Instructions to follow
Output the records in the part that opens with the line containing "Describe the position of the white trim" and closes with the line containing "[0,247,53,277]" as a two-column CSV with the headers instruction and coordinates. Give one row per record, with its text and its answer each in one quoted field and line breaks replaced by spaces.

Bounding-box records
::::::::
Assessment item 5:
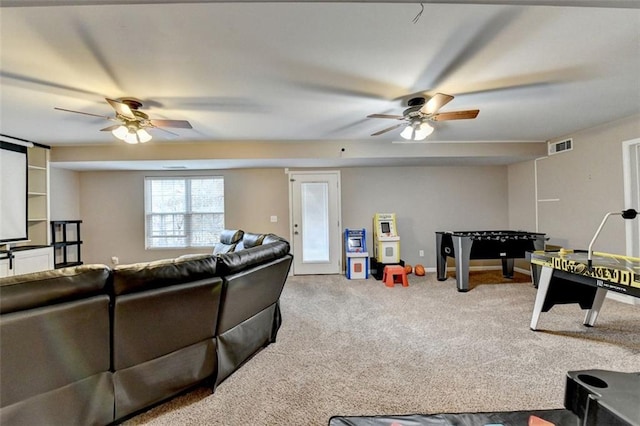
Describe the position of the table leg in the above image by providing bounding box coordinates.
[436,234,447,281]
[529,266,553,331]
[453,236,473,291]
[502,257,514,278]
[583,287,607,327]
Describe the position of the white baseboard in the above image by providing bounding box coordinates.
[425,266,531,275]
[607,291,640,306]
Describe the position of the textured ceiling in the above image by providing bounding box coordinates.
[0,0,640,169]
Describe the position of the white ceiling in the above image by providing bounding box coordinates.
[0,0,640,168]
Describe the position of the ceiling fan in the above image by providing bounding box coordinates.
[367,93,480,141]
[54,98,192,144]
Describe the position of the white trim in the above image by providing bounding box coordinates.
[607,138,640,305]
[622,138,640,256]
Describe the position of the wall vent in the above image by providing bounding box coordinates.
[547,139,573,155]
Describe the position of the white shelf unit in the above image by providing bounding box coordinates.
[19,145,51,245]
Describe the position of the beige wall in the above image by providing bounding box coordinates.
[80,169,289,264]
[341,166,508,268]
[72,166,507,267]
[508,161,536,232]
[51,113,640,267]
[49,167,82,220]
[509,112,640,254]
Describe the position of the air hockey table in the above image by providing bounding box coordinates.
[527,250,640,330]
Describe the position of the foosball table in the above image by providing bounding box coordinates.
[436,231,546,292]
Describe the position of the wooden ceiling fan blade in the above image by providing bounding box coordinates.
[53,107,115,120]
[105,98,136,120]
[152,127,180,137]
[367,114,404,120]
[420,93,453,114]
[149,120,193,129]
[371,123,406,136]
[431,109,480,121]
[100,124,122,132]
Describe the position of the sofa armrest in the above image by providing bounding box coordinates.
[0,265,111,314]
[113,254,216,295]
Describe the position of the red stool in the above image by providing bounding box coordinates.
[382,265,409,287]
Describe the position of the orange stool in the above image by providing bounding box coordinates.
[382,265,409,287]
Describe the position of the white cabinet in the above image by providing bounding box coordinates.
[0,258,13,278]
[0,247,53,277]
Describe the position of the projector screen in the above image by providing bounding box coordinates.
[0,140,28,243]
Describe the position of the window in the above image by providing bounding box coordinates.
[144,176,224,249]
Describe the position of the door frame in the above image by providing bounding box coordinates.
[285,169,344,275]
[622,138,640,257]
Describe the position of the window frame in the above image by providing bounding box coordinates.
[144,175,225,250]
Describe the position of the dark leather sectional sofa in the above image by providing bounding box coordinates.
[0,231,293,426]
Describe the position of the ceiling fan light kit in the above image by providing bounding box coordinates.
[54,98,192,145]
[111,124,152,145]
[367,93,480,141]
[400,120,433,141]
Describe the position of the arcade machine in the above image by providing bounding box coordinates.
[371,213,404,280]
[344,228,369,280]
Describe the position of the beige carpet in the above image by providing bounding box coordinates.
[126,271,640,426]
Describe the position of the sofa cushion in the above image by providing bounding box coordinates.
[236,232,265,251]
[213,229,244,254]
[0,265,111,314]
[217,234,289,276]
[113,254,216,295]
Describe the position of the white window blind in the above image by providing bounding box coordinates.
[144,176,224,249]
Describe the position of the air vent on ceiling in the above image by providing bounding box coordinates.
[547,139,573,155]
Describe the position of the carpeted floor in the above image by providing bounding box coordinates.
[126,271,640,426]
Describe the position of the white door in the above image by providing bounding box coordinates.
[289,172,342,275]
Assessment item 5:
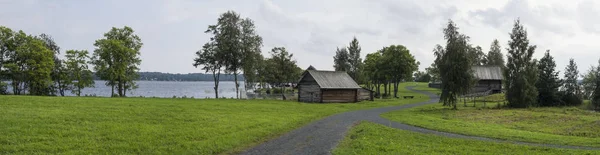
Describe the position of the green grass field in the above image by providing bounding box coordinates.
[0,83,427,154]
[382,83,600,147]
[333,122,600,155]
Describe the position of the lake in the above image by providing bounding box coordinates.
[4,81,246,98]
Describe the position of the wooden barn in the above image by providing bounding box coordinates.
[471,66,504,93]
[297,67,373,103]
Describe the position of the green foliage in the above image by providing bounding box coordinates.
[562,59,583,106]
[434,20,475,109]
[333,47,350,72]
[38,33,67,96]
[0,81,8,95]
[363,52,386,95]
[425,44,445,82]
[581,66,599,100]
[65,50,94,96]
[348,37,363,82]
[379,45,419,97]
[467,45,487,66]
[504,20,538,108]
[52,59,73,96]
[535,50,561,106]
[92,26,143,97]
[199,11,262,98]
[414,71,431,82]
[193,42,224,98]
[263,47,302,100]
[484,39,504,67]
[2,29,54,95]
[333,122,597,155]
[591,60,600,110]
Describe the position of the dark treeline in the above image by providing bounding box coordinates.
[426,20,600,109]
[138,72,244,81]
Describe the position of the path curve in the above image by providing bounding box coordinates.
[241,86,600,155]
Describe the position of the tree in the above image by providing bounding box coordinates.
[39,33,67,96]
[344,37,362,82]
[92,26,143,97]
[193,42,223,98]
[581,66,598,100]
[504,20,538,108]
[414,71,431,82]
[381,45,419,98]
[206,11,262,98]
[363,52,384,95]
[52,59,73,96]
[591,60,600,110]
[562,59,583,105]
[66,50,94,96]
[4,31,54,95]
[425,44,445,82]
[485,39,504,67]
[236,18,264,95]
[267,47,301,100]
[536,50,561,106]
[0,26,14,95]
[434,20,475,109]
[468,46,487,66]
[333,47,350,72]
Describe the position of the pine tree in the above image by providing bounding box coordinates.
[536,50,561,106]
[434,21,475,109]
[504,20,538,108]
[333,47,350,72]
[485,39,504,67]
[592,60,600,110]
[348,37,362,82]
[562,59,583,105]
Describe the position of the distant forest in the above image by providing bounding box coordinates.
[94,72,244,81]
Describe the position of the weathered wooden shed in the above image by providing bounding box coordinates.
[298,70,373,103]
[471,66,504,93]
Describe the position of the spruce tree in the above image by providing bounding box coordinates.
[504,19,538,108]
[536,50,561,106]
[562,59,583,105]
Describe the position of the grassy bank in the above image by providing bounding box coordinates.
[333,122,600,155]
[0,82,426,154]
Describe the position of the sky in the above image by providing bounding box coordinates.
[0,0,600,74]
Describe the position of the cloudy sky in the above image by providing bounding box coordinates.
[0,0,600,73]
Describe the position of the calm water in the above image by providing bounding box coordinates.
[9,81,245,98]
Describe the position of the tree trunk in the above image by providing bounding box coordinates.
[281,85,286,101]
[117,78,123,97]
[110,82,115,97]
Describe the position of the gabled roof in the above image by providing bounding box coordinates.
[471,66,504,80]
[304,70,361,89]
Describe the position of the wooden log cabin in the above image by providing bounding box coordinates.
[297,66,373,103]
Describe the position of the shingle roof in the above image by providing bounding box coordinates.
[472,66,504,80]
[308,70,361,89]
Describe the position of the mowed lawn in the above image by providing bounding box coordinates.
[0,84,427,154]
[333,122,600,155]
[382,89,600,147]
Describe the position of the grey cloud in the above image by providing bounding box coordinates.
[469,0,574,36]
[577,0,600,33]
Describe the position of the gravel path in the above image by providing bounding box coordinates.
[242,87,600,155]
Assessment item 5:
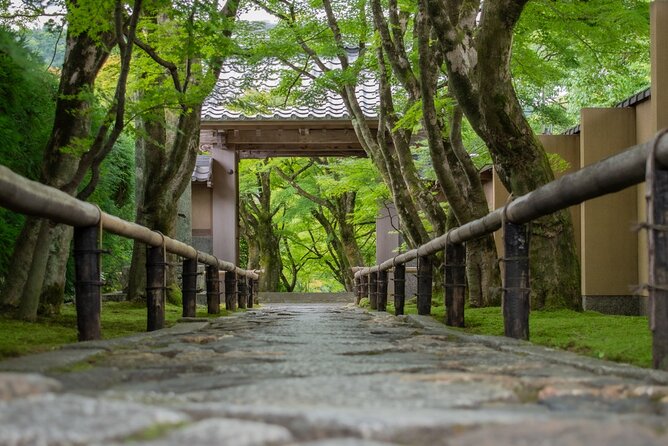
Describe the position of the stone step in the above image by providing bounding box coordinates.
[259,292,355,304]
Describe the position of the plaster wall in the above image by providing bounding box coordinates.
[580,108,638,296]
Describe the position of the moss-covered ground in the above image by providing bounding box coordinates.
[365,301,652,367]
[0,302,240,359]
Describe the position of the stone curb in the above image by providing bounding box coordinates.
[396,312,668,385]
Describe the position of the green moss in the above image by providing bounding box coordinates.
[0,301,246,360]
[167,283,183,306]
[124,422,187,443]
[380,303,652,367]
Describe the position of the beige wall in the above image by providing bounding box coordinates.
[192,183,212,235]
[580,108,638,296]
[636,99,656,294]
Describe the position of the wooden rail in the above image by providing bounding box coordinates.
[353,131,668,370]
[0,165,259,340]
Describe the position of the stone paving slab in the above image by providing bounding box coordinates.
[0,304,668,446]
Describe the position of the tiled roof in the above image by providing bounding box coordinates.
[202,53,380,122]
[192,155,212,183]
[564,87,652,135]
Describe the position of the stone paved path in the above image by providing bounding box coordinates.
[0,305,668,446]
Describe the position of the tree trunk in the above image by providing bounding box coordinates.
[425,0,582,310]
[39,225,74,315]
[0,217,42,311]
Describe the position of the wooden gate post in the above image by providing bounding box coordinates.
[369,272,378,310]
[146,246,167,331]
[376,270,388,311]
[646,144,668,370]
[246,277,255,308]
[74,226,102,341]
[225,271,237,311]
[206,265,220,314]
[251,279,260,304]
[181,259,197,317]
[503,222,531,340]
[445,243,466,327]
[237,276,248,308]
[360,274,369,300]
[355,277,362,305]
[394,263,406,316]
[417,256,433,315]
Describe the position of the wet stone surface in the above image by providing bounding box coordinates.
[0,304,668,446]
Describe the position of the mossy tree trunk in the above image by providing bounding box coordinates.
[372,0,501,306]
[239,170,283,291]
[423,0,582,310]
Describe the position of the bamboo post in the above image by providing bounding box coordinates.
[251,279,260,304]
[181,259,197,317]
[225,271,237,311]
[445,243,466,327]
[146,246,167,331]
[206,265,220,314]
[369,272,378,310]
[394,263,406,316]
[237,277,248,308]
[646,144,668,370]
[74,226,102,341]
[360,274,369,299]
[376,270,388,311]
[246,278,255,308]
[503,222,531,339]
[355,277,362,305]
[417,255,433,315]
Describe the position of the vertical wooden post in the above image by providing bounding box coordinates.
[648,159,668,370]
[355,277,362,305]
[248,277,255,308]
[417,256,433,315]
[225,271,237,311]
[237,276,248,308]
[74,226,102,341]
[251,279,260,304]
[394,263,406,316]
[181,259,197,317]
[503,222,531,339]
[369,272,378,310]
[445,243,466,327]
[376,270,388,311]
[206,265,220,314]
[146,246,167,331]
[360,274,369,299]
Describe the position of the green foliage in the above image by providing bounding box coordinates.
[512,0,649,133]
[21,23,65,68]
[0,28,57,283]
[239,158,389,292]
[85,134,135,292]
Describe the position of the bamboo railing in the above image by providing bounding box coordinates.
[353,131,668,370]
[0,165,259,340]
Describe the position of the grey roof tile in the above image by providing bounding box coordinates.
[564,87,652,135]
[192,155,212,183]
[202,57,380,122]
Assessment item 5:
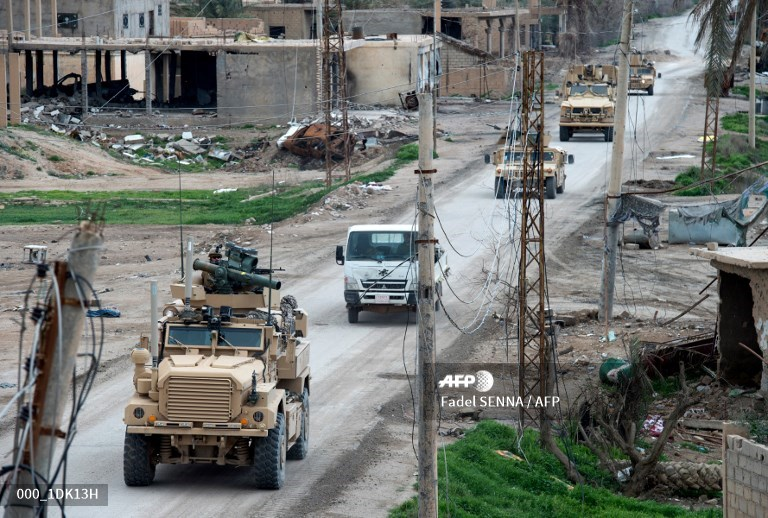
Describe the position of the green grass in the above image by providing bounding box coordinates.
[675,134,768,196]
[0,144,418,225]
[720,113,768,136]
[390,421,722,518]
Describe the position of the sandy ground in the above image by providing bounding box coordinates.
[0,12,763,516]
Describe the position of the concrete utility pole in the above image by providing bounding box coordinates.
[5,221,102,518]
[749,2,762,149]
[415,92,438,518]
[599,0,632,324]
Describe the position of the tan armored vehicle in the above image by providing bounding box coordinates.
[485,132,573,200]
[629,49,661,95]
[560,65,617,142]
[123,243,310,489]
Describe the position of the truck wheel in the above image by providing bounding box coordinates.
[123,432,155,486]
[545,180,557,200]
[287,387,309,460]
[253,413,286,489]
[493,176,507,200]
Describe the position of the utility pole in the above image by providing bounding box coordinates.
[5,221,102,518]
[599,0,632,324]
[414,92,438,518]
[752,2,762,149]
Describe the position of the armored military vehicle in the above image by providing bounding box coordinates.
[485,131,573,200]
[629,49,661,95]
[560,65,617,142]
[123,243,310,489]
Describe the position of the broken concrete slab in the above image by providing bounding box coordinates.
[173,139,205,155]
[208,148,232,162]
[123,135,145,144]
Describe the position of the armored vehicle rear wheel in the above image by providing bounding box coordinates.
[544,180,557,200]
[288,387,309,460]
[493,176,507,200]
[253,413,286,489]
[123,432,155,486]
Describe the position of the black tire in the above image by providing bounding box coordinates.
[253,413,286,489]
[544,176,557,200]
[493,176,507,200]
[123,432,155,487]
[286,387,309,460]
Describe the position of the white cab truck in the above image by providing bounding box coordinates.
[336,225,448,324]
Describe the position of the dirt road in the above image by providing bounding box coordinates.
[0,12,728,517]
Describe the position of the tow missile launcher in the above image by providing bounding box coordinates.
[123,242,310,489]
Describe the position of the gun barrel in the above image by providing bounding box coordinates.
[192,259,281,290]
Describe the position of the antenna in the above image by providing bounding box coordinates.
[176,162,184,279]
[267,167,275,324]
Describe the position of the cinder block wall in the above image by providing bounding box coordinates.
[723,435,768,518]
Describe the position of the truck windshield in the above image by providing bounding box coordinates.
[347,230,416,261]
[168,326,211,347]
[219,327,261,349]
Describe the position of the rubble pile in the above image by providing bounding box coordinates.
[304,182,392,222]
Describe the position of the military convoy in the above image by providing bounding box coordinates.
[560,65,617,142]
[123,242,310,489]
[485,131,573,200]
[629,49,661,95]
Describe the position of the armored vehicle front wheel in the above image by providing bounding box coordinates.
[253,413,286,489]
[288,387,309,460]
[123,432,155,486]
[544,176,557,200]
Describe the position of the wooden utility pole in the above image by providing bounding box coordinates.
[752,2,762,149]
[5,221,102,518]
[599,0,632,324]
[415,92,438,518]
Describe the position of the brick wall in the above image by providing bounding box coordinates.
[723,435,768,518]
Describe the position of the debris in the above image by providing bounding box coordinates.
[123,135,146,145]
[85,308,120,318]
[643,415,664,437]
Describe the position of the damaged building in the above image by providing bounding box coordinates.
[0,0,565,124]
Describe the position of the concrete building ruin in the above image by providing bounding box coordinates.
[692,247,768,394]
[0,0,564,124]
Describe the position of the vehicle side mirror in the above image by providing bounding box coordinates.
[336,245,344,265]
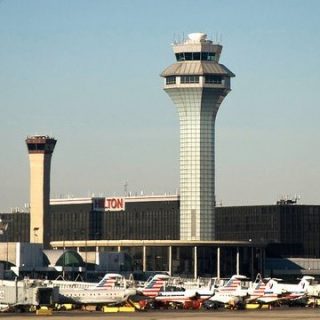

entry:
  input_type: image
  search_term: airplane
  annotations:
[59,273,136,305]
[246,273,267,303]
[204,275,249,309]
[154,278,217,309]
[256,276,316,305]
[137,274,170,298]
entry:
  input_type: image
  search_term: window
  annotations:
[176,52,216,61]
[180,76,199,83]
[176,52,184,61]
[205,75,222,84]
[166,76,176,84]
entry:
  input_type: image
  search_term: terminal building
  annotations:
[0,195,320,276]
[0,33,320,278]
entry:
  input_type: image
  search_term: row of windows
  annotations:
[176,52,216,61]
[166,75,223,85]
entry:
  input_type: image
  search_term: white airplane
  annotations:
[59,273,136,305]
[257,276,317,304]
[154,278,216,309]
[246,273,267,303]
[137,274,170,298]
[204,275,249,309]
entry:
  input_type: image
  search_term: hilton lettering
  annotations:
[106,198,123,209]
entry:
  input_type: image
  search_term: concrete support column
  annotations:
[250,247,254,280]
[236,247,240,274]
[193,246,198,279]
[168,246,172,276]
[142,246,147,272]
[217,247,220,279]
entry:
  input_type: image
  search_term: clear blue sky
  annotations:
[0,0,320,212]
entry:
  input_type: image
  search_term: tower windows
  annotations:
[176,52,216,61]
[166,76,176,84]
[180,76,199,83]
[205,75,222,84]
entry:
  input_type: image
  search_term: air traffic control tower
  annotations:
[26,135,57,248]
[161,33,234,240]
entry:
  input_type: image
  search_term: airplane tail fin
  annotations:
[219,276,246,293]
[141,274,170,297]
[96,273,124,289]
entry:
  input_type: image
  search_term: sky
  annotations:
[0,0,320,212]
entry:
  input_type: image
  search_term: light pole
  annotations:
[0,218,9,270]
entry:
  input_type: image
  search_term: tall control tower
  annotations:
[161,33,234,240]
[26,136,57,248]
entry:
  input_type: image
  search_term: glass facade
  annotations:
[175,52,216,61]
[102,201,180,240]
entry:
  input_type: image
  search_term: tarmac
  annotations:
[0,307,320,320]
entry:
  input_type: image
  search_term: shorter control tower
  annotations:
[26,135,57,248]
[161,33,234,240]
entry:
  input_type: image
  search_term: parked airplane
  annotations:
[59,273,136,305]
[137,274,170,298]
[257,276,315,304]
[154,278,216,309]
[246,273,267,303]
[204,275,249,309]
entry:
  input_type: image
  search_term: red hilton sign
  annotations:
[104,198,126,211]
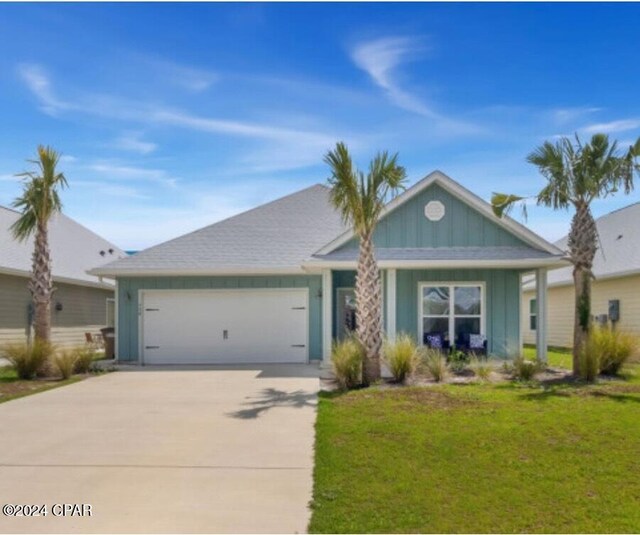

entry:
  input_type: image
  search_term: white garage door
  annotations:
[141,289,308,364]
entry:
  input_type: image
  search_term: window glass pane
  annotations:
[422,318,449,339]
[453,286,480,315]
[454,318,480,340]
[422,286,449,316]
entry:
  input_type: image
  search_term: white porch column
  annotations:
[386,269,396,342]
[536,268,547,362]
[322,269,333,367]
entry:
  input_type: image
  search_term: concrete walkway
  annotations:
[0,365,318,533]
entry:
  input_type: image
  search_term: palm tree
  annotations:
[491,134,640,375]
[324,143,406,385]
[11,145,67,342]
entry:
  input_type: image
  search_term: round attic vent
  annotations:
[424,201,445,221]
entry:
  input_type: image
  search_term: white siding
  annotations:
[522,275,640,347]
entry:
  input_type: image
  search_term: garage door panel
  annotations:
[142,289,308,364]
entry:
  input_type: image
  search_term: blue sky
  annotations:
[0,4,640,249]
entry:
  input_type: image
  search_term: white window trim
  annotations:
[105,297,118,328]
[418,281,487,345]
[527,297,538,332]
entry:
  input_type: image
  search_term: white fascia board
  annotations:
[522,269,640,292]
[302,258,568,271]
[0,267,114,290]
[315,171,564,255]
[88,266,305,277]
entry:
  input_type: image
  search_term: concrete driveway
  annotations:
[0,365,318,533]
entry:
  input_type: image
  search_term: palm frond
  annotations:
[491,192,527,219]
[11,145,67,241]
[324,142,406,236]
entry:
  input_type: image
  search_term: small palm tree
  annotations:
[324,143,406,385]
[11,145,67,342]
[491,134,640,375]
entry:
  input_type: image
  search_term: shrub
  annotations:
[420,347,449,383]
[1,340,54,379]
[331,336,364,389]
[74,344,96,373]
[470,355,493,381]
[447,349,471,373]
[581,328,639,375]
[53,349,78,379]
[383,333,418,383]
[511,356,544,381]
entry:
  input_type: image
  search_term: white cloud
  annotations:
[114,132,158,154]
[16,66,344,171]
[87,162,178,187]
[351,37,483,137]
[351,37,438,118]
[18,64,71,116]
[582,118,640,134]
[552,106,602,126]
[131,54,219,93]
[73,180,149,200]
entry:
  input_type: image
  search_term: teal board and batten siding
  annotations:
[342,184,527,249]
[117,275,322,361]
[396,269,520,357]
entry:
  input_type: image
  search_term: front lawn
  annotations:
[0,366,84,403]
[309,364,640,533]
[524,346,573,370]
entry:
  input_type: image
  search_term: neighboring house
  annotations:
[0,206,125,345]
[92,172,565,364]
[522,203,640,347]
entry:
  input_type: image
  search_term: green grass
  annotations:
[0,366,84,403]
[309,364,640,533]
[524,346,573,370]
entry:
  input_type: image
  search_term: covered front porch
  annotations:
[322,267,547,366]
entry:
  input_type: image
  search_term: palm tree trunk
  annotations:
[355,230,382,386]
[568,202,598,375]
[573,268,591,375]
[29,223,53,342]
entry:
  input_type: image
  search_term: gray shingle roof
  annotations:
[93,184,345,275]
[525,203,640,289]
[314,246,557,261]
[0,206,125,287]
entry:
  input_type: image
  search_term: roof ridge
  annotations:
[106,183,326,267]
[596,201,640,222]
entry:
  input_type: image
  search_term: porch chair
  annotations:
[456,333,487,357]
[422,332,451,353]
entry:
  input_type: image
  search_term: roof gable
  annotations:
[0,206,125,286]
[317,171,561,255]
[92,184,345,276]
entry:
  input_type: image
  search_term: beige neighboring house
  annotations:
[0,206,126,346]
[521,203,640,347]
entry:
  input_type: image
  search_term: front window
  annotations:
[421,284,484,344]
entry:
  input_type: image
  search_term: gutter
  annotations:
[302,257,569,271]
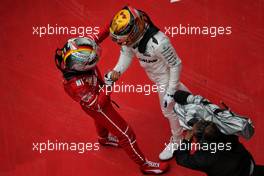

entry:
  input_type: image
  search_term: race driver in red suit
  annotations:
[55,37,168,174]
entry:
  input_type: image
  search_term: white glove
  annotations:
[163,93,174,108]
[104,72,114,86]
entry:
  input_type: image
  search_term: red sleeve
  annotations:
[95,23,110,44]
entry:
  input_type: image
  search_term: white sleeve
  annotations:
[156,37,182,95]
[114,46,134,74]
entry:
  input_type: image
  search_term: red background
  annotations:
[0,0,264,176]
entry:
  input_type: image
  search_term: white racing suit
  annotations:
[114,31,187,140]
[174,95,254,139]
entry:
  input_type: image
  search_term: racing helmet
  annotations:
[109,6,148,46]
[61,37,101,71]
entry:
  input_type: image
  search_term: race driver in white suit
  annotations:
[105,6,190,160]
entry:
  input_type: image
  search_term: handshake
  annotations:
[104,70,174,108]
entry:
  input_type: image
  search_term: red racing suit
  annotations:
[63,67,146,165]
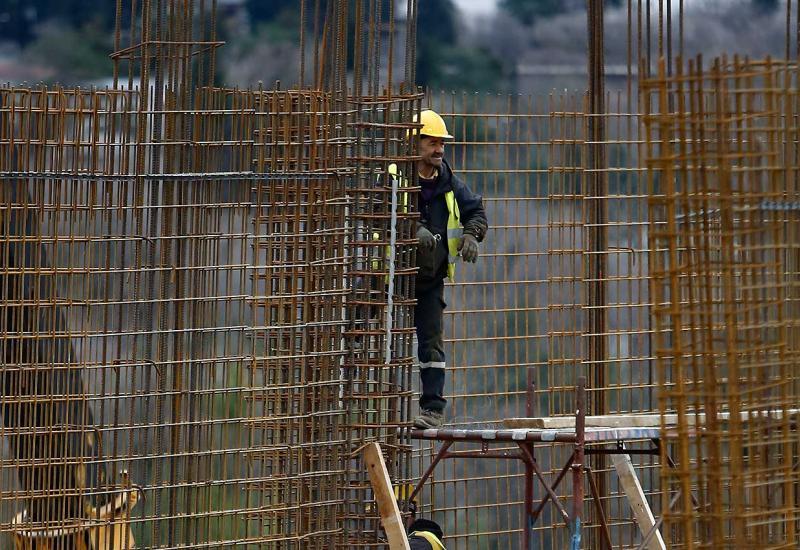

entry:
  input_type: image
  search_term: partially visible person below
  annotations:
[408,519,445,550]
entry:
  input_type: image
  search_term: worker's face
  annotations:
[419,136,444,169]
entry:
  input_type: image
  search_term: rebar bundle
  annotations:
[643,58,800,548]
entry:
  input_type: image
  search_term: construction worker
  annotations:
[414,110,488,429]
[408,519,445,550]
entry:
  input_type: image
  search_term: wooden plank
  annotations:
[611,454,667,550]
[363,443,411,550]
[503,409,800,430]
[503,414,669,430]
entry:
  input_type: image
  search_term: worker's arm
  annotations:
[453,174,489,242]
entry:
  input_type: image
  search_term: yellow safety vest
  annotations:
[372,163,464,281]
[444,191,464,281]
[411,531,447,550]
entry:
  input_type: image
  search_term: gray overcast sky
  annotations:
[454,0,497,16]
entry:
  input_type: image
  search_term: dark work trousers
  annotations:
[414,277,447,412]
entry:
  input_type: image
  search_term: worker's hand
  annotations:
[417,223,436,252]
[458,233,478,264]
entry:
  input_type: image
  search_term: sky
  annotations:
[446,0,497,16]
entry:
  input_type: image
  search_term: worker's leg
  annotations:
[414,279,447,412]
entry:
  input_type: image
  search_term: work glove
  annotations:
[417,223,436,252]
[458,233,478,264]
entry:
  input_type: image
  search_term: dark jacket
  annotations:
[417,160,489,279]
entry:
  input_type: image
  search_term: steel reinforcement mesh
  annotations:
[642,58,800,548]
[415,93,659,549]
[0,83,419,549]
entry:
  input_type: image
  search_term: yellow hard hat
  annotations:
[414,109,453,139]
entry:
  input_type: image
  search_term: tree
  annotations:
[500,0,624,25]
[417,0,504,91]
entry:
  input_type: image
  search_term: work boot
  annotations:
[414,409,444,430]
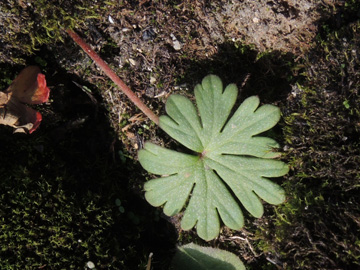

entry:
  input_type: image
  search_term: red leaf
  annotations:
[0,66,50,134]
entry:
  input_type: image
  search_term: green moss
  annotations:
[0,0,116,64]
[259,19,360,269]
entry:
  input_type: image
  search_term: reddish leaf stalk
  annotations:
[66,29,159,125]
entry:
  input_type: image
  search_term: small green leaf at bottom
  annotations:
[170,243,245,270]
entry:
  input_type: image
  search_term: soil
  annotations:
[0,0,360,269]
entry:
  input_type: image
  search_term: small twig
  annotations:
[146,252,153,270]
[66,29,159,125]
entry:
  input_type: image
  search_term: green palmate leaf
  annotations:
::::::::
Output for this exercise
instruction,coordinates
"Describe the position of the white trim in the above image by providing bounding box coordinates.","[607,138,640,305] [622,138,640,256]"
"Describe the position of the wall vent in the above image by providing bounding box coordinates.","[547,139,573,155]"
"Describe the position of the white shelf unit in the above image by providing bounding box coordinates.","[19,145,51,245]"
"Describe the position of the beige wall in the above image by providing bounding box coordinates.","[80,169,289,264] [341,166,508,268] [72,166,507,267] [508,161,536,232] [51,113,640,267] [49,167,82,220] [509,112,640,254]"
"Describe the position of the air hockey table in the above image by providing bounding box coordinates.","[527,250,640,330]"
"Describe the position of the foosball table in the above image by providing bounding box coordinates.","[436,231,546,292]"
"Describe the position of the wooden ceiling fan blade in the above image by providing bounding box coordinates.","[53,107,115,120] [105,98,136,120] [152,127,180,137] [367,114,404,120] [420,93,453,114] [149,120,193,129] [371,123,406,136] [431,109,480,121] [100,124,122,132]"
"Describe the position of the sofa armrest in the above image by providing bounding box coordinates.","[0,265,111,314] [113,254,216,295]"
"Describe the position of the red stool in the above image by providing bounding box coordinates.","[382,265,409,287]"
"Describe the position of the orange stool in the above image by providing bounding box coordinates.","[382,265,409,287]"
"Describe the position of the white cabinet in the above image by providing bounding box coordinates.","[0,258,13,278] [0,247,53,277]"